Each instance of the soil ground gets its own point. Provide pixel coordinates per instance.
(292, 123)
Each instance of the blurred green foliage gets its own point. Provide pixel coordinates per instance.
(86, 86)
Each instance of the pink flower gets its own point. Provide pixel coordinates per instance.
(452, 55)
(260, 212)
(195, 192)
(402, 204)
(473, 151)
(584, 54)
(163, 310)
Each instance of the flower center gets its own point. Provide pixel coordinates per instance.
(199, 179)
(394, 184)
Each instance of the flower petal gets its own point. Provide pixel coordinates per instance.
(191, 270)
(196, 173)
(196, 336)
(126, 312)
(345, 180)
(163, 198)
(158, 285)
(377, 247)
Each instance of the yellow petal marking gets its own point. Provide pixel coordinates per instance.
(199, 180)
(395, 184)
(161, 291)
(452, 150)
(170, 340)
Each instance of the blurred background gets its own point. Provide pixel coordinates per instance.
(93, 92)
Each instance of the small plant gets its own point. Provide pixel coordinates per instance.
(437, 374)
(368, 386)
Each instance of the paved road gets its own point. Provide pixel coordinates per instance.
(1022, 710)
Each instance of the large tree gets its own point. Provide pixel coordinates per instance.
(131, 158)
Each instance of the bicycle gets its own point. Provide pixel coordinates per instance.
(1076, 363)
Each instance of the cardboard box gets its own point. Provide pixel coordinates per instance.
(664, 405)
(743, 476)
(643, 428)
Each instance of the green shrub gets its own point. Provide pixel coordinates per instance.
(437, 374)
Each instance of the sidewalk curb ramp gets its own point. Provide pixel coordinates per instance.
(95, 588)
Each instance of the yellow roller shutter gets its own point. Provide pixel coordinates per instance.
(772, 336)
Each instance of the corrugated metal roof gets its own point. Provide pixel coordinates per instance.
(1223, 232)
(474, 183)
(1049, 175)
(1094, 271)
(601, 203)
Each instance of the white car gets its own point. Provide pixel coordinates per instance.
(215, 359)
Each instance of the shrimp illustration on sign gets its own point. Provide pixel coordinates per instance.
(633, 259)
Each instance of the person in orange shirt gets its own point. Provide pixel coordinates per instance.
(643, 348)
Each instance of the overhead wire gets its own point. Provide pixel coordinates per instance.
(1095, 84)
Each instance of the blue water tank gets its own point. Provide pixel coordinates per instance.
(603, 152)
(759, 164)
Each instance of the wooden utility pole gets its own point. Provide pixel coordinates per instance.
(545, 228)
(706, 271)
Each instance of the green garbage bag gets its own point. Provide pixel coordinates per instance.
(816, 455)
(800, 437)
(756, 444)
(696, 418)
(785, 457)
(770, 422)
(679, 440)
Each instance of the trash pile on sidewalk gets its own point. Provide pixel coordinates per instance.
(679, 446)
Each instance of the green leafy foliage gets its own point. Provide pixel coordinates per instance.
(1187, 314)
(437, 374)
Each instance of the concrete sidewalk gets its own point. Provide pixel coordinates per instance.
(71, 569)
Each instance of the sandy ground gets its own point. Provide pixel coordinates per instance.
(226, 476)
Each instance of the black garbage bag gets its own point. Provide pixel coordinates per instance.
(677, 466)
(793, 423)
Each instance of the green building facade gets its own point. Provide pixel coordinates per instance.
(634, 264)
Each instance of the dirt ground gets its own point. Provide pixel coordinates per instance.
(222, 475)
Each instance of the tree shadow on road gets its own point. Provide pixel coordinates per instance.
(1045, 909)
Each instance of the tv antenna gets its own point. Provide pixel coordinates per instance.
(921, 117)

+ + + +

Write all the data out again, word for word.

◆ **Finished exercise**
Each instance of the soil ground gets its own point. Provide pixel coordinates per instance.
(292, 123)
Each instance of the blurred green foliage gets its own point. Provide pixel coordinates per instance.
(86, 86)
Each instance of the pink flower gets its own point. Provide pixel coordinates per instance.
(452, 55)
(260, 212)
(195, 192)
(402, 204)
(473, 151)
(584, 54)
(163, 310)
Each instance of the flower center gets its own point. Provide pixel coordinates per instance.
(199, 179)
(394, 184)
Each instance of the flower petal gets its own point. Provide pixel coordinates per instance.
(191, 270)
(196, 173)
(196, 336)
(126, 312)
(345, 180)
(163, 198)
(158, 285)
(377, 247)
Each instance of the yellow petal marking gets its own point. Provide pixel coordinates per instance.
(199, 180)
(395, 184)
(161, 291)
(452, 150)
(170, 340)
Each instance of the blurred background gets its own point. Provide pixel coordinates per instance.
(93, 92)
Each instance of the small plant gets its own point. Provide pixel coordinates per instance.
(437, 374)
(368, 386)
Each instance of the paved road gets its own point. Provide pixel coordinates per instance.
(1022, 710)
Each instance of the large tree gets its own point. Provide pixel coordinates per instance.
(131, 158)
Each instance of the bicycle gets its own point. Provide pixel coordinates per instance.
(1076, 363)
Each instance of the cardboard box gets its own point. Provide pixel coordinates per instance.
(664, 405)
(743, 476)
(643, 428)
Each instance of the green shrub gets its own point. Provide pixel coordinates per instance.
(437, 374)
Each instance of the sidewalk curb ramp gets its own point. Provide pixel coordinates per instance.
(95, 588)
Each instance of the yellow roller shutter gets its own point. Provide pixel coordinates per instance.
(772, 336)
Each instance of the corrugated metal roof gets its own point. Provide pixel coordinates per instance.
(1223, 232)
(474, 183)
(1049, 175)
(1094, 271)
(601, 203)
Each instance of the white car gets its own point. Provide pixel coordinates per instance.
(215, 359)
Each instance of the shrimp illustration on sign gets its own point. Provide pixel coordinates per instance.
(633, 259)
Each instance of the person in orange shirt gets its own point. Provide pixel coordinates per instance.
(643, 348)
Each instance of the overhead wire gets its own point. Provide pixel coordinates per instance.
(1095, 84)
Each instance of the blue water tank gets its own point. Provide pixel coordinates per instance.
(603, 152)
(759, 164)
Each instance of the wooden utility pole gets its own point. Provide pixel coordinates per instance.
(545, 228)
(706, 271)
Each instance of the green garbage bag gets its own point. Provide pixel coordinates per instance.
(816, 455)
(800, 437)
(756, 444)
(696, 418)
(785, 457)
(770, 422)
(679, 440)
Each instance of the trash pile on sidewalk gets its own point. Provide pixel coordinates per instance.
(679, 446)
Each instance of the green leafy foliage gets its own point. Provide pixel coordinates per instance.
(1187, 314)
(437, 374)
Each instance of the concrete sidewalk gets its own point. Provide pixel coordinates per instance.
(71, 569)
Each instance of the sandy ground gets its own point. Provide pixel coordinates per instance.
(226, 476)
Each instance of the black garbage bag gets its own point. Provide pixel coordinates per instance.
(677, 466)
(793, 423)
Each instance of the green building facade gets its own point. Provide pixel coordinates per instance.
(634, 264)
Each instance of the dirt ground gets its own point. Provide pixel coordinates per instance.
(222, 475)
Each instance of the tree shadow on road gets its own point. Provide pixel coordinates per instance.
(1045, 909)
Each instance of the tv antenna gets its own point. Provide pixel coordinates per instance.
(921, 117)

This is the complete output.